◆ Quoted passage ◆
****************

A slow recovery continues. Like the broader economy, the pharmaceutical services industry will continue to recover at a slow, steady pace, but a return to the halcyon days of the last decade is extremely unlikely. The good news is that many of the indicators are improving. Research and development (R&D) spending is growing, and financing from public equity markets and venture capitalists has improved. The large mergers and consequent integration efforts have been largely completed, and the global bio/pharmaceutical companies are again focused on pursuing compounds through their pipelines.
Still, there is a great deal of uncertainty clouding the picture. The big restructuring efforts may be over for now, but bio/pharmaceutical companies continue to cull their pipelines to focus their efforts on the most promising therapeutic areas and candidates. Mid-size bio/pharmaceutical companies are doing the same thing, as witnessed by Biogen Idec's (Weston, MA) decision late last year to exit all therapeutic areas except neurology. Further, although external financing has improved, much of that is going to late-stage candidates, so the efforts of early-stage bio/pharmaceutical companies are still hampered.Other complicating factors include government efforts in all Western countries to reduce spending. These potential cuts could hurt bio/pharmaceutical profits and potentially hit heretofore sacred cows such as the National Institutes of Health, which underwrites a great deal of bio/pharmaceutical research in the US.
The best news for the CDMO and CMO industry is that most major bio/pharmaceutical companies appear committed to outsourcing more of their development and manufacturing requirements. All of the companies have recognized the need to reduce fixed overhead costs and match spending to what is actually happening in their pipelines. So, while total R&D spending may grow at low single-digit rates, total outsourced spend should grow at a faster rate.

****************

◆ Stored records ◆

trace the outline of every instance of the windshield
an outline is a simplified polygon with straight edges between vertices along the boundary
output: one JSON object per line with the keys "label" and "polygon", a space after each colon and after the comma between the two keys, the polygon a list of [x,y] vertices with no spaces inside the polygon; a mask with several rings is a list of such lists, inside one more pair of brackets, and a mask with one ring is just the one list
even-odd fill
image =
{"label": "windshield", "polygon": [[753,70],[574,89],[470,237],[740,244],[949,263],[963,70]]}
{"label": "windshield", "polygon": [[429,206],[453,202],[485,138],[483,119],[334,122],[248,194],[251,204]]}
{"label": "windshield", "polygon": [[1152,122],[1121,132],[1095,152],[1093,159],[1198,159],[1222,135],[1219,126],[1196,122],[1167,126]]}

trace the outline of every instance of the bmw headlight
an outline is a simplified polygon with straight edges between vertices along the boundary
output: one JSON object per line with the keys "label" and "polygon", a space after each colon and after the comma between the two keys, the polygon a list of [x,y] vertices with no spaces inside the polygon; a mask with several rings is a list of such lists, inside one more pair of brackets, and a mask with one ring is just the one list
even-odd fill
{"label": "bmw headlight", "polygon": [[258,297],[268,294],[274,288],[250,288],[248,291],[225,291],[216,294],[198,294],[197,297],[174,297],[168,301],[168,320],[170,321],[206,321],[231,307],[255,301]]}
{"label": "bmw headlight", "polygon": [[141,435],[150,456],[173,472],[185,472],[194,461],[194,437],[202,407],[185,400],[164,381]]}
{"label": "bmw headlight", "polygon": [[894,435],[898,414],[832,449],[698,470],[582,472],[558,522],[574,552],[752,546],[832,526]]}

****************

◆ Work instruction 1 ◆
Could you retype the part of the pharmaceutical services outlook starting at "A slow recovery" and ending at "through their pipelines."?
◆ Work instruction 2 ◆
How would you render this sentence from the pharmaceutical services outlook in Spanish: "So, while total R&D spending may grow at low single-digit rates, total outsourced spend should grow at a faster rate."
◆ Work instruction 3 ◆
Can you proceed with the pharmaceutical services outlook, picking up after its final sentence?
The stored records are separate material, apart from the text.

◆ Written response 1 ◆
A slow recovery continues. Like the broader economy, the pharmaceutical services industry will continue to recover at a slow, steady pace, but a return to the halcyon days of the last decade is extremely unlikely. The good news is that many of the indicators are improving. Research and development (R&D) spending is growing, and financing from public equity markets and venture capitalists has improved. The large mergers and consequent integration efforts have been largely completed, and the global bio/pharmaceutical companies are again focused on pursuing compounds through their pipelines.

◆ Written response 2 ◆
Así, aunque el gasto total en I+D puede crecer a tasas bajas de un solo dígito, el gasto total subcontratado debería crecer a un ritmo más rápido.

◆ Written response 3 ◆
Contract services industry consolidates. Although the outsourcing pie will increase in size, it certainly won't be divided up evenly. As the pharmaceutical industry restructures, so will the contract services industry that supports it, and industry consolidation will be a principal result. That restructuring is well underway in the clinical and preclinical development arenas, where the five largest firms already command nearly 50% of the market and are picking up share at a rapid pace. As discussed in past columns, the market leaders have succeeded by building a track record of dependable performance for their clients and broadening their offerings to meet the needs of their increasingly global clients.
The same dynamic is taking place in the CDMO and CMO world, but at a slower pace. Outsourcing in this arena is slowed down by the considerable investment in manufacturing and laboratory assets that the global bio/pharmaceutical companies already have in place. Given the high costs of operating those facilities, companies are under pressure to keep them as highly utilized as possible. A growing number of global bio/pharmaceutical companies have even resorted to selling their excess capacity on the open market. Until the global companies are ready to face the considerable costs of closing down those underutilized facilities, the pace of outsourcing development and manufacturing activities other than packaging and laboratory services will be slow.
CMC arms race. We see the formulations development and manufacturing segment engaging in a technology arms race in which competitors seek to broaden their formulation and processing "toolbox." The goal is to build a service offering that is comprehensive enough to serve a large share of a major client's needs and/or address the requirements of a broad swath of the industry's development pipeline. CMOs are rushing to add such capabilities as dry granulation, solubility enhancement, and handling of high-potency compounds, as well as bolstering their preformulation capabilities. In addition, CMOs are building their analytical capabilities for large molecules, reflecting the nature of the candidates in the pipeline. This drive to acquire drug-delivery, processing, and analytical technologies is crucial to the effort to fain "preferred supplier" status with the global bio/pharmaceutical companies, which favor suppliers with broad capabilities in their drive to reduce the number of supplier relationships they maintain.